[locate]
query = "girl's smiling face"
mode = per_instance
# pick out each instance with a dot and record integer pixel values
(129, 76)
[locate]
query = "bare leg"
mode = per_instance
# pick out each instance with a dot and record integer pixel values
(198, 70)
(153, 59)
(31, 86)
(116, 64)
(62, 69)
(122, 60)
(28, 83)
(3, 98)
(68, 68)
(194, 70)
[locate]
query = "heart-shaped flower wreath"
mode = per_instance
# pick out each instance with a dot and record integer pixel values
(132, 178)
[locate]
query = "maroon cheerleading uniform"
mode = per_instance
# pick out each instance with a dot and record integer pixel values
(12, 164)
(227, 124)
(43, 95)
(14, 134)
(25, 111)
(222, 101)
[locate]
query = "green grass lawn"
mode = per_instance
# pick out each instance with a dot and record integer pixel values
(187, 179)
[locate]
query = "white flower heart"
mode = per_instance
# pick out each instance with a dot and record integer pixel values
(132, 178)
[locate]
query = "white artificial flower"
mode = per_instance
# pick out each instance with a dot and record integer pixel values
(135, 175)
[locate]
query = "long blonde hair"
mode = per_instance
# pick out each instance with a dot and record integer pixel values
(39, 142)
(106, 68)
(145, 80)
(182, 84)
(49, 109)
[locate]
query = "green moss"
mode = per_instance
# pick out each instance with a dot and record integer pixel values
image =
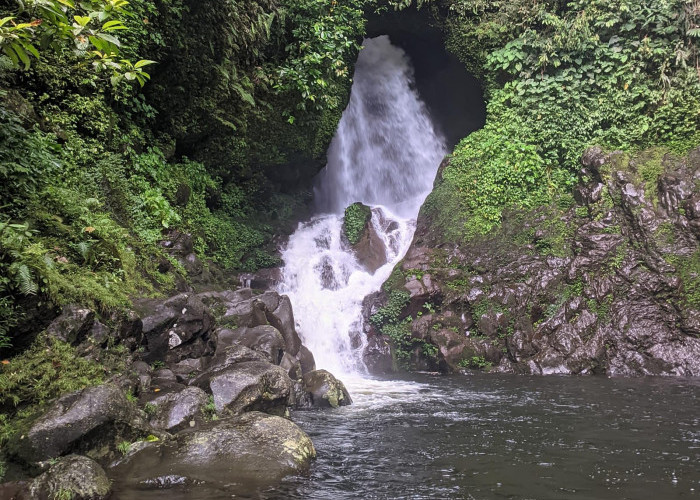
(51, 368)
(687, 268)
(475, 363)
(355, 221)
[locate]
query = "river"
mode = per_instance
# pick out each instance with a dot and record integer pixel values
(505, 437)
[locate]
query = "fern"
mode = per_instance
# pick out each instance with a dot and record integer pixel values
(24, 280)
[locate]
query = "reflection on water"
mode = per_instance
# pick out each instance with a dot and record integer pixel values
(488, 436)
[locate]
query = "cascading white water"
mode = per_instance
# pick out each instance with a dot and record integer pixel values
(385, 154)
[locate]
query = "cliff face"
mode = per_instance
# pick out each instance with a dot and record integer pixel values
(605, 283)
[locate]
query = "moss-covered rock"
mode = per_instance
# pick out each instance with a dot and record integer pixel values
(607, 283)
(242, 452)
(355, 221)
(324, 390)
(74, 477)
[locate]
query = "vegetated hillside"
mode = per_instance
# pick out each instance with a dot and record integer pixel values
(507, 268)
(221, 142)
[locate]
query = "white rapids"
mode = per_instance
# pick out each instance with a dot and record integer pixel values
(385, 154)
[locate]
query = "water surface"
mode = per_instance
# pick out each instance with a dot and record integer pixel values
(505, 437)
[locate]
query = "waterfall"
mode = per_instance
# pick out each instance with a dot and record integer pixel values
(385, 154)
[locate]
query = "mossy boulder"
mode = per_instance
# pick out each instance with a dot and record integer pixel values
(324, 390)
(73, 421)
(355, 221)
(253, 385)
(247, 451)
(75, 477)
(368, 247)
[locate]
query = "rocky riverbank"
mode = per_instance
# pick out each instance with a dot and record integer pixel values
(606, 282)
(209, 380)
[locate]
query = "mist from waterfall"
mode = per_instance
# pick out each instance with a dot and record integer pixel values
(385, 154)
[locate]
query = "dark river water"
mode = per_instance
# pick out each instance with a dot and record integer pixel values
(503, 437)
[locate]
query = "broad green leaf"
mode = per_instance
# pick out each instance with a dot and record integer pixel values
(82, 20)
(143, 62)
(21, 54)
(113, 25)
(109, 38)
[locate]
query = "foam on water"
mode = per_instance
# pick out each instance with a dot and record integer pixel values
(385, 154)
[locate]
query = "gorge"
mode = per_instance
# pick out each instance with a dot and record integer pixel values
(482, 217)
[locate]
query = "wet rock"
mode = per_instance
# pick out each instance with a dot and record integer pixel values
(69, 420)
(252, 385)
(325, 390)
(265, 339)
(292, 366)
(306, 359)
(177, 411)
(72, 325)
(227, 355)
(173, 328)
(608, 286)
(187, 369)
(75, 477)
(251, 450)
(282, 318)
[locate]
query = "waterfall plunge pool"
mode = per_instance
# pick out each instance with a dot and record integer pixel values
(497, 436)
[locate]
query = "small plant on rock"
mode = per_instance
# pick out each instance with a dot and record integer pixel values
------------------------------
Pull out every line of the listing above that contains the string "flower", and copy each one unchanged.

> Output:
query = "heart-shaped flower wreath"
query = "white flower heart"
query = "white artificial flower"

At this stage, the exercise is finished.